**HOW TO COMPLETE THIS TASK**
Please write out the line containing "If you could mark the white orchid" and each line after it through the end of the data, exactly, and nothing else.

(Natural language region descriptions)
•••••

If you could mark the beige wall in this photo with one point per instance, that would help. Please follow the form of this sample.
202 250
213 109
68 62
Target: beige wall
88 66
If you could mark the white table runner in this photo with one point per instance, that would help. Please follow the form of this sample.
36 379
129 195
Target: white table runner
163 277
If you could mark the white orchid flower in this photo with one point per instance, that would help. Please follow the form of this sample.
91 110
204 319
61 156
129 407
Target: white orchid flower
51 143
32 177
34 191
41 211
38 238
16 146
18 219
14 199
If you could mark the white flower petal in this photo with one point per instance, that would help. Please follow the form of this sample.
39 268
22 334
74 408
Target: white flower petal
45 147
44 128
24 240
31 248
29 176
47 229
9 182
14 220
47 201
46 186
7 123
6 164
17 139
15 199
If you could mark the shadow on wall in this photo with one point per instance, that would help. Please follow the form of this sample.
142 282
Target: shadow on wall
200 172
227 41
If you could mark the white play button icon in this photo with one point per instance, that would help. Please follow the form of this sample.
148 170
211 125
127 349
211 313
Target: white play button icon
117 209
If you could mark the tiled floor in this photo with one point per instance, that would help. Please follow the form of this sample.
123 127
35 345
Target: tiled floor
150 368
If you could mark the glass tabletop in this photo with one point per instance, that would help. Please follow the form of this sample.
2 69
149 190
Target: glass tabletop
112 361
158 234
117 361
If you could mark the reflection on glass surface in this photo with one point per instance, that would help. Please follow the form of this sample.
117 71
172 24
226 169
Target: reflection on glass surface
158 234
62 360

•••••

**RESULT OF THIS EXERCISE**
If you could mark the white orchid flower in this photo with one point per instance, that would help. Please follow the form of this sample.
91 110
204 319
61 156
129 407
Target: white orchid flower
51 143
32 177
34 191
41 211
38 238
16 146
18 219
14 199
If you could mark the white flower petal in this photo with one point per instance, that would help. Please follow the form of this sample.
39 268
22 334
74 408
Target: white flower petal
45 147
44 128
24 240
31 248
29 176
47 229
9 182
14 220
47 201
46 186
7 123
6 164
17 139
15 199
If you could mark the shadow on wall in this photo with one point per instance, that would help. Please follow the form of this sample.
142 282
Target: shadow on wall
200 172
227 41
If you could mark the white play button icon in this photo with one point per instance, that would help. Please follow the form of this sample.
148 170
211 125
127 349
211 313
Target: white play button icon
117 209
If you could mark the tiled floor in this photo with one point per instance, that would help. Please follow the form of this sample.
123 127
35 345
Target: tiled floor
150 368
If you could mark the glass tabletop in this photo with one point per instance, that would help. Please follow the form of this sample.
2 69
149 190
Target: glass tabletop
112 361
158 234
117 361
If you could mark the reflection on glass surface in this photo with one point per instance, that would help. Please follow the form of this sample.
117 71
172 24
226 169
Target: reflection on glass surface
158 234
62 360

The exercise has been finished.